Aim of the exercise: Print the lines in the listing below that fall between the line with "409L584 426L436 358ZM205" and the line with "positive clicks: (308, 208)", those two lines included, exactly as they stand and with nothing else.

Exercise material:

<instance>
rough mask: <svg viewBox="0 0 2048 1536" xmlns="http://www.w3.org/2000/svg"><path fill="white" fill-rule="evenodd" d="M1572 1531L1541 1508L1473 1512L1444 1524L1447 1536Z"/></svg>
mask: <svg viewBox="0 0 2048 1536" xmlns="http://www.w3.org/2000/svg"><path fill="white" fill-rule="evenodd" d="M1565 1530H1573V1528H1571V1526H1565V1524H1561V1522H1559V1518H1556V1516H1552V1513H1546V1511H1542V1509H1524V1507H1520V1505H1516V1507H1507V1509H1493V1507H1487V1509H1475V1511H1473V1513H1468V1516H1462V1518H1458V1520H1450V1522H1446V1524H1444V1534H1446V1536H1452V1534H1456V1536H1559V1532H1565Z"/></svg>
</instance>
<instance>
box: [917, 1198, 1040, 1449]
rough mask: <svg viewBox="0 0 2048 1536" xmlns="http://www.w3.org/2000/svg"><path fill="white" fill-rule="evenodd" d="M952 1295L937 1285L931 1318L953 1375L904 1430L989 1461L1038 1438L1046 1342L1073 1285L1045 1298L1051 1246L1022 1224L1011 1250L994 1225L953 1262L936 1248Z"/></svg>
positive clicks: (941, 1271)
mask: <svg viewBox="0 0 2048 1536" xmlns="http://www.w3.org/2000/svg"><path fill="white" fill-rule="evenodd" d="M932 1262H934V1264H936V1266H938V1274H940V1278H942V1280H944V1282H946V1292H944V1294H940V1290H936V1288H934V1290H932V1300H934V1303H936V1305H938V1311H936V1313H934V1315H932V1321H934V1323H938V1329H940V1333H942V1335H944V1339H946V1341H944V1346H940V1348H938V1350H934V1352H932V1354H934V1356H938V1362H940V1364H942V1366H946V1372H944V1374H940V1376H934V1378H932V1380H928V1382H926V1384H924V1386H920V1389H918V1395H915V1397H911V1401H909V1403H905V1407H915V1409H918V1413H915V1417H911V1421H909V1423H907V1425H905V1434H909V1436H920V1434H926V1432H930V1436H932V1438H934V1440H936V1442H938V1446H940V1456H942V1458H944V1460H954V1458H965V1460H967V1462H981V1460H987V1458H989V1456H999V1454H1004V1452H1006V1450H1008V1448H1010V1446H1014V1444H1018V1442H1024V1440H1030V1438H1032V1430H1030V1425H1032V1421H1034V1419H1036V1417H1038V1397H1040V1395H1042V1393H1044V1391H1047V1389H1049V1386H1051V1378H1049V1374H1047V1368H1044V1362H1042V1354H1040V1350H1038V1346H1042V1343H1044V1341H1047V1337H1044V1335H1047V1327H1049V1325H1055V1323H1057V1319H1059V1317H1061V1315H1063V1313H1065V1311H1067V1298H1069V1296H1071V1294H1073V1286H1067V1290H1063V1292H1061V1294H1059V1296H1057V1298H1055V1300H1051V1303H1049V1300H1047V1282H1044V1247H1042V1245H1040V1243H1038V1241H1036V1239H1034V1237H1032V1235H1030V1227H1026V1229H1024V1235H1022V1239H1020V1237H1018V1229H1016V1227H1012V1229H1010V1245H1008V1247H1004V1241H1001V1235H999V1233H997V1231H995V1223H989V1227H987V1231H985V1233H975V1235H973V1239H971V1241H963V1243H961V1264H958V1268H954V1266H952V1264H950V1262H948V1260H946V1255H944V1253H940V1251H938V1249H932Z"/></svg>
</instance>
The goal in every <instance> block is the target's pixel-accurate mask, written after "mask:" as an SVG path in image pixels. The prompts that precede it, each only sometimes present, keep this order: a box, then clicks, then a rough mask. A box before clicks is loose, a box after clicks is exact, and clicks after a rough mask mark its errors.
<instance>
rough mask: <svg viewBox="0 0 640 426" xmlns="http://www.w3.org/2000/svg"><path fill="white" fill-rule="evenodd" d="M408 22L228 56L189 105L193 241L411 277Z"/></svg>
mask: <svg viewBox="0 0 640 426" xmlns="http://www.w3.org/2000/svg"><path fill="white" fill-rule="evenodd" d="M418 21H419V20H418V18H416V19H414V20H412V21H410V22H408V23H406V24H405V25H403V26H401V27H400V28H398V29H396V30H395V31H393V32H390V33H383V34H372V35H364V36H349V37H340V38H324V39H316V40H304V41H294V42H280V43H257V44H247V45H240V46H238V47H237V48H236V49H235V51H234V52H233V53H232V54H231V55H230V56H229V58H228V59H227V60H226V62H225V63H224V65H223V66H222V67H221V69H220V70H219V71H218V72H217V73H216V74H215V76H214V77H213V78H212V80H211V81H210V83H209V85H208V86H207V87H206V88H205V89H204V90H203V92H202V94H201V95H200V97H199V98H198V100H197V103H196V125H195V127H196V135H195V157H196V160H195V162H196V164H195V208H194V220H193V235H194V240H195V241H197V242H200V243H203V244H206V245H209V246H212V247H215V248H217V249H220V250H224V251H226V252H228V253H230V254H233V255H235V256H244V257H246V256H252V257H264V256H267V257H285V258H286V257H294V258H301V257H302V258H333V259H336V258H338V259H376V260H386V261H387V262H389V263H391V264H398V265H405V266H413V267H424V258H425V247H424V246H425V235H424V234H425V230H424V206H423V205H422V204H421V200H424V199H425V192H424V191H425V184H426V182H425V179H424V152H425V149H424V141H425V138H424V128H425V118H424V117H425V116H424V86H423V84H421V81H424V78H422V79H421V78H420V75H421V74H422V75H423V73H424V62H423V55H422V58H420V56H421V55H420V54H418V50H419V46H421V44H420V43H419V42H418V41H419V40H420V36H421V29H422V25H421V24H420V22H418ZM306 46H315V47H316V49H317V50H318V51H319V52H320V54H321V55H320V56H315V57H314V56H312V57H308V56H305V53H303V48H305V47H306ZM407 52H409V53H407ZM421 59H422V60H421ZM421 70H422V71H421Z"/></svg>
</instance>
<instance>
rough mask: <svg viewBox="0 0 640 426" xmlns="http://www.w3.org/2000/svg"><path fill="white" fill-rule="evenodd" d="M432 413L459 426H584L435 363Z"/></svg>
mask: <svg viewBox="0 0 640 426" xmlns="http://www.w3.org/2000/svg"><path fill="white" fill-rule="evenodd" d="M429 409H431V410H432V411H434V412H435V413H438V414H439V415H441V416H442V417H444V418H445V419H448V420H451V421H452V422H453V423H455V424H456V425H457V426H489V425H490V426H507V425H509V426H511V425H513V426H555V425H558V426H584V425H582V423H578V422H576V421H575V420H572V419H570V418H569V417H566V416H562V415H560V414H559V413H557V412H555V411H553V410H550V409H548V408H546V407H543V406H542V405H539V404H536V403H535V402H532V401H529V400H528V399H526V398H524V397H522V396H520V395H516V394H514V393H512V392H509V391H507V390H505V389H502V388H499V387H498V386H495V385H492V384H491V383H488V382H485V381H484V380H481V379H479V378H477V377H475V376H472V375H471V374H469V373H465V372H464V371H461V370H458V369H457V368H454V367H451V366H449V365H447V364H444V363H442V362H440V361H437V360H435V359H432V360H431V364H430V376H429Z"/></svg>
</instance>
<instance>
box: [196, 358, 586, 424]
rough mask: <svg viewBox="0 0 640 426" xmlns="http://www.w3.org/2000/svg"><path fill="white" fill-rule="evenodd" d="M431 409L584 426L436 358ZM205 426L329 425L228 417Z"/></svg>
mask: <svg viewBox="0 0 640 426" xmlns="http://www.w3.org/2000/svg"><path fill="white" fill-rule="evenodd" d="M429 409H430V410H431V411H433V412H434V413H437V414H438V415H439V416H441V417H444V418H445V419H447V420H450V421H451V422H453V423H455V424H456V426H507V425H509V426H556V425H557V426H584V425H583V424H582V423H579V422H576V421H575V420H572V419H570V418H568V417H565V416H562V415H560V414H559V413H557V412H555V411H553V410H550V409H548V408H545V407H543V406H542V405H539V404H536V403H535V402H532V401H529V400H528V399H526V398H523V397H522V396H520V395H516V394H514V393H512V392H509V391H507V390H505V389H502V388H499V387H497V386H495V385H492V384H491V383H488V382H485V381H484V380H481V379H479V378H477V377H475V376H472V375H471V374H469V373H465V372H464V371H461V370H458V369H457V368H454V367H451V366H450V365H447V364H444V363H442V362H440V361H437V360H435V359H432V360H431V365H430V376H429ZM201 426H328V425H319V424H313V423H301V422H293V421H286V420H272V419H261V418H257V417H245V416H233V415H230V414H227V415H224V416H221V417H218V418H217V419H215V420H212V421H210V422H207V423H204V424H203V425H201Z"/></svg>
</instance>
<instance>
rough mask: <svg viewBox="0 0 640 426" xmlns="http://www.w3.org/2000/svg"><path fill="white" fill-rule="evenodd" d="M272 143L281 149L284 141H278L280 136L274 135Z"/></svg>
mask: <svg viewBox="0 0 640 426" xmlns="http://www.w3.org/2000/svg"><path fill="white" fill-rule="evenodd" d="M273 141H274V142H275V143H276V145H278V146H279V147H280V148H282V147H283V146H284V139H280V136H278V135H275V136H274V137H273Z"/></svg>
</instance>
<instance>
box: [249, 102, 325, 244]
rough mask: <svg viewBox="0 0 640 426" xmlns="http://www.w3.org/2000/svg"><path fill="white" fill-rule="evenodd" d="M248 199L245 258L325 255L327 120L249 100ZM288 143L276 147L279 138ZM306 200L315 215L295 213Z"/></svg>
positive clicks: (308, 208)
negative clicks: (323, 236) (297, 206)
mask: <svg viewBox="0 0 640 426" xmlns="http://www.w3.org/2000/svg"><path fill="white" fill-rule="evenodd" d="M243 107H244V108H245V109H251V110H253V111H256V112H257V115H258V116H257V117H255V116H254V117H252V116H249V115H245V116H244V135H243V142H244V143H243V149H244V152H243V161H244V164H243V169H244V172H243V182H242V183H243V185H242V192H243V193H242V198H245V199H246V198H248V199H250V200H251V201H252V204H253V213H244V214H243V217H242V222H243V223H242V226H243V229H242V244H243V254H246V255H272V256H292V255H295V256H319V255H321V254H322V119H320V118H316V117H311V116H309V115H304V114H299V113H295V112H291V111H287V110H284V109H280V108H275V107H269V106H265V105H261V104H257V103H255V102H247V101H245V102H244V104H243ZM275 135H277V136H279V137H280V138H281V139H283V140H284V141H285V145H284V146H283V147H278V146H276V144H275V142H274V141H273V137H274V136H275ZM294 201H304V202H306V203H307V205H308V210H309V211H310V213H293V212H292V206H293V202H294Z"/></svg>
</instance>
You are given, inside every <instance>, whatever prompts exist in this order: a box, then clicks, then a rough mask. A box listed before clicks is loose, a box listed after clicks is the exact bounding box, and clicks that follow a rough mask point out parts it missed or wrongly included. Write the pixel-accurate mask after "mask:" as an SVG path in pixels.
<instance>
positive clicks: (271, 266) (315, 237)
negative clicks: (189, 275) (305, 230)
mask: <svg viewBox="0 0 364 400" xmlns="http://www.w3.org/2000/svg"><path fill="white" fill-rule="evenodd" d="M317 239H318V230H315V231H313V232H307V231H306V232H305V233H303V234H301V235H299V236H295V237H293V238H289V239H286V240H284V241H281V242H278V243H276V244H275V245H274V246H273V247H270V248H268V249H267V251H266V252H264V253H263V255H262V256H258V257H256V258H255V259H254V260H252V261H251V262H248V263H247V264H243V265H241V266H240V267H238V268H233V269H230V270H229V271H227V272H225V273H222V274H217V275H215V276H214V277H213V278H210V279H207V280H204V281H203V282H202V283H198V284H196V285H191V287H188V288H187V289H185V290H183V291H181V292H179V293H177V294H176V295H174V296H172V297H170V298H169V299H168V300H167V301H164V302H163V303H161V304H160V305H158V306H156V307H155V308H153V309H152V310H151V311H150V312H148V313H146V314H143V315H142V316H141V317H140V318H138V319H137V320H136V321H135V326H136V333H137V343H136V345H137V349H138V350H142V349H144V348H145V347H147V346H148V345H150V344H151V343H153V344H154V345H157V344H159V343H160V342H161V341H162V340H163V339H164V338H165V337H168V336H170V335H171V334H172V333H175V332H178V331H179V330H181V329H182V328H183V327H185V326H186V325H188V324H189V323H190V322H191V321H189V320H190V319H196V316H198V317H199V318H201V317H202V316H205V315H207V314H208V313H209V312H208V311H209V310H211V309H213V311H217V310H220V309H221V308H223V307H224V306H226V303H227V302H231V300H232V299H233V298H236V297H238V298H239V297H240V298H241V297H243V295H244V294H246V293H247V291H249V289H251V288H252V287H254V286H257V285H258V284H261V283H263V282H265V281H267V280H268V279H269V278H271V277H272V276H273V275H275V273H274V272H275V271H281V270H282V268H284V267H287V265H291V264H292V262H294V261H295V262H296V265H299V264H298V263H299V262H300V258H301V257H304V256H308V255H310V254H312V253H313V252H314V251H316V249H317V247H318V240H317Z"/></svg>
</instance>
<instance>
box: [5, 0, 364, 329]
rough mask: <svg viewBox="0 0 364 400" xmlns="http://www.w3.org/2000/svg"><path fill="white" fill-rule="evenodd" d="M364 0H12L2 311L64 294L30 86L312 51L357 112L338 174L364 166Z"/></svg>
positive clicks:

Solution for this problem:
rough mask: <svg viewBox="0 0 640 426" xmlns="http://www.w3.org/2000/svg"><path fill="white" fill-rule="evenodd" d="M431 409L584 426L436 358ZM205 426L329 425L228 417Z"/></svg>
mask: <svg viewBox="0 0 640 426" xmlns="http://www.w3.org/2000/svg"><path fill="white" fill-rule="evenodd" d="M429 409H430V410H431V411H433V412H434V413H437V414H438V415H439V416H441V417H444V418H445V419H447V420H450V421H451V422H453V423H455V424H456V426H507V425H509V426H556V425H557V426H584V425H583V424H582V423H579V422H576V421H575V420H572V419H570V418H568V417H565V416H562V415H560V414H559V413H557V412H555V411H553V410H550V409H548V408H545V407H543V406H542V405H539V404H536V403H535V402H532V401H529V400H528V399H526V398H523V397H522V396H520V395H516V394H514V393H512V392H509V391H507V390H505V389H502V388H499V387H497V386H495V385H492V384H491V383H488V382H485V381H484V380H481V379H479V378H477V377H475V376H472V375H471V374H469V373H465V372H464V371H461V370H458V369H457V368H454V367H451V366H450V365H447V364H444V363H442V362H440V361H437V360H435V359H432V360H431V365H430V376H429ZM201 426H328V425H319V424H313V423H301V422H293V421H286V420H272V419H261V418H257V417H245V416H233V415H230V414H227V415H224V416H221V417H218V418H217V419H215V420H212V421H210V422H207V423H204V424H203V425H201Z"/></svg>
</instance>
<instance>
rough mask: <svg viewBox="0 0 640 426" xmlns="http://www.w3.org/2000/svg"><path fill="white" fill-rule="evenodd" d="M272 143L281 149L284 141H278L280 136L274 135Z"/></svg>
mask: <svg viewBox="0 0 640 426" xmlns="http://www.w3.org/2000/svg"><path fill="white" fill-rule="evenodd" d="M273 141H274V142H275V143H276V145H278V146H279V147H280V148H282V147H283V146H284V139H280V136H278V135H275V136H274V137H273Z"/></svg>
</instance>
<instance>
box: [249, 102, 325, 244]
rough mask: <svg viewBox="0 0 640 426" xmlns="http://www.w3.org/2000/svg"><path fill="white" fill-rule="evenodd" d="M248 199L245 258L325 255L327 120L249 100ZM288 143L276 147L279 138ZM306 200L315 215L295 213Z"/></svg>
positive clicks: (308, 208)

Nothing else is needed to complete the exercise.